*CHALLENGE:* Copy each of the rows below word for word, leaving out the pictures.

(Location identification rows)
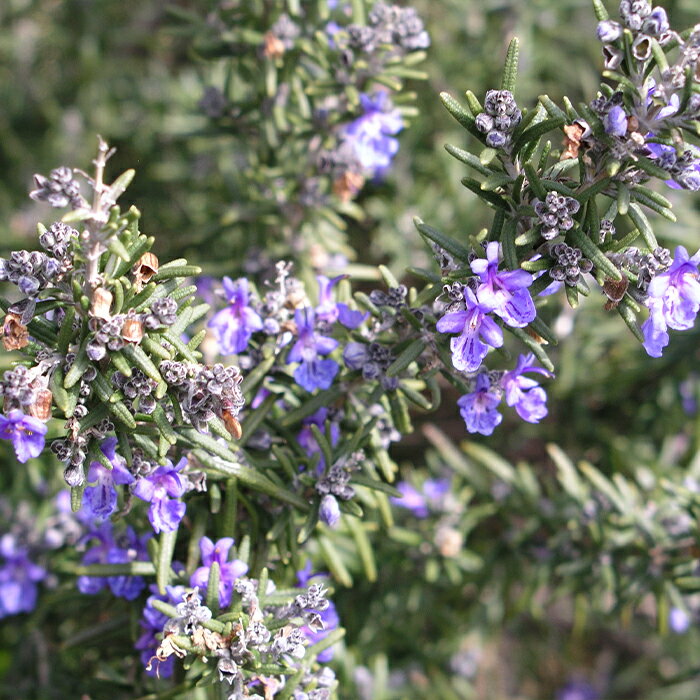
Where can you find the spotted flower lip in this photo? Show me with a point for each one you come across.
(524, 393)
(673, 301)
(161, 489)
(27, 434)
(478, 409)
(371, 135)
(477, 332)
(100, 500)
(313, 372)
(235, 325)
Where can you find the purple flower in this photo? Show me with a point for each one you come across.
(18, 578)
(152, 622)
(24, 432)
(525, 393)
(313, 372)
(673, 301)
(504, 292)
(110, 550)
(350, 318)
(100, 500)
(477, 331)
(327, 309)
(615, 121)
(329, 511)
(479, 408)
(578, 690)
(229, 571)
(678, 620)
(371, 134)
(160, 489)
(330, 620)
(235, 324)
(419, 502)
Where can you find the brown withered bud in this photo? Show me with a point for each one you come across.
(132, 330)
(15, 336)
(145, 267)
(232, 425)
(615, 291)
(101, 303)
(41, 408)
(572, 142)
(273, 47)
(348, 185)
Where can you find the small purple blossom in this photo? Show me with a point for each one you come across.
(479, 408)
(477, 332)
(673, 301)
(229, 571)
(19, 577)
(525, 393)
(100, 500)
(24, 432)
(235, 325)
(330, 620)
(327, 309)
(160, 489)
(313, 372)
(351, 318)
(504, 292)
(678, 620)
(371, 134)
(329, 511)
(578, 690)
(615, 121)
(420, 502)
(124, 549)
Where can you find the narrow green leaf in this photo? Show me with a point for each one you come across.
(212, 599)
(510, 70)
(364, 549)
(590, 250)
(640, 220)
(449, 244)
(461, 114)
(409, 354)
(468, 158)
(165, 559)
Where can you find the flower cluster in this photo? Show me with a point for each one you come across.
(277, 634)
(479, 408)
(499, 118)
(503, 293)
(556, 214)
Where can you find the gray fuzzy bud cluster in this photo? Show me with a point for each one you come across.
(139, 388)
(570, 264)
(60, 189)
(32, 271)
(500, 116)
(645, 266)
(399, 26)
(555, 214)
(204, 392)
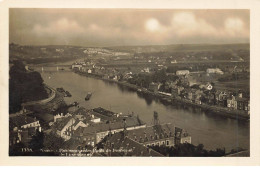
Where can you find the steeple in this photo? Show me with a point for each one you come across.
(125, 130)
(155, 118)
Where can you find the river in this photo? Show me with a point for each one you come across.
(211, 130)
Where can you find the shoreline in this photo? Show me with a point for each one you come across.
(169, 100)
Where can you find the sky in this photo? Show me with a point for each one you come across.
(126, 27)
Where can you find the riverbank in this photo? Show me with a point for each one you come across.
(225, 112)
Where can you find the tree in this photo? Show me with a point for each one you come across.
(37, 141)
(52, 142)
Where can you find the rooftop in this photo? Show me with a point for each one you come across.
(20, 120)
(124, 146)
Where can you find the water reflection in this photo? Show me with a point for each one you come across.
(205, 127)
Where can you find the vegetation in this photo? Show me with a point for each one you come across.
(24, 86)
(188, 150)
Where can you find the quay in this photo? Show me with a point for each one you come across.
(225, 112)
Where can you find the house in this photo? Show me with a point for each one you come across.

*THE COMPLETED TASK:*
Where can you find the spotted flower lip in this photo? Show me with a point for each one you come across.
(524, 393)
(673, 301)
(161, 489)
(27, 434)
(478, 409)
(371, 135)
(477, 332)
(100, 500)
(313, 372)
(235, 325)
Where can you find the purple flower in this photo? Show me with a point for each one you come across.
(18, 578)
(152, 622)
(24, 432)
(525, 393)
(313, 372)
(673, 301)
(504, 292)
(110, 550)
(350, 318)
(100, 500)
(477, 331)
(327, 309)
(615, 121)
(329, 511)
(479, 408)
(578, 690)
(229, 571)
(678, 620)
(371, 134)
(160, 489)
(330, 620)
(235, 324)
(419, 502)
Where can you find the brown withered bud in this photo? Show me with a point for each one you come across.
(132, 330)
(15, 336)
(145, 267)
(232, 425)
(615, 291)
(101, 303)
(41, 408)
(572, 142)
(273, 47)
(348, 185)
Where can you find the small purple blossom in this photo? Show me with a point for each one you come across.
(479, 408)
(477, 332)
(673, 301)
(229, 571)
(19, 577)
(525, 393)
(100, 500)
(24, 432)
(235, 325)
(330, 620)
(327, 309)
(160, 489)
(313, 372)
(351, 318)
(504, 292)
(678, 620)
(371, 134)
(329, 511)
(578, 690)
(615, 121)
(420, 502)
(124, 549)
Where can you find the narrow green leaf in this photo? Show me with a point for each one you come across.
(212, 599)
(510, 70)
(364, 549)
(590, 250)
(640, 220)
(449, 244)
(461, 114)
(409, 354)
(468, 158)
(165, 559)
Where can you find the flower cluster in this photo? Show me with a point for each one you come across.
(277, 634)
(479, 408)
(499, 118)
(503, 293)
(556, 214)
Where can you find the gray fuzzy bud cluster in this photo? Show me with a point for each one you come across.
(139, 388)
(570, 264)
(60, 189)
(32, 271)
(500, 116)
(645, 266)
(399, 26)
(555, 214)
(204, 392)
Where can you find the steeple in this photo? Show me with a point for each one you come across.
(125, 130)
(155, 118)
Where can you find the river in this photo? Show me with a point for each one you come across.
(211, 130)
Where can you find the shoreline in this photo? Show me with a point for each one you come across.
(169, 100)
Where can you find the sky in this photo? Show me with a point for each one you come across.
(126, 27)
Where can you find the riverbank in this photo? Show me with a point for each one you come across.
(225, 112)
Where can you find the tree in this photo? Show me with a point for each one you come across.
(37, 141)
(52, 142)
Where can you find the rooftop in this photo? Show me with a point for each one you come across.
(20, 120)
(124, 146)
Where can you find the water reflection in this photo? Show me with a point for each one you come across.
(205, 127)
Where can you find the vegetation in this photo? Show me with a point for each one you come across.
(24, 86)
(188, 150)
Where can you find the quay in this photo? Show me with a point for each one you come across.
(225, 112)
Where can you find the house in this photo? Show me with a point for each one you come across.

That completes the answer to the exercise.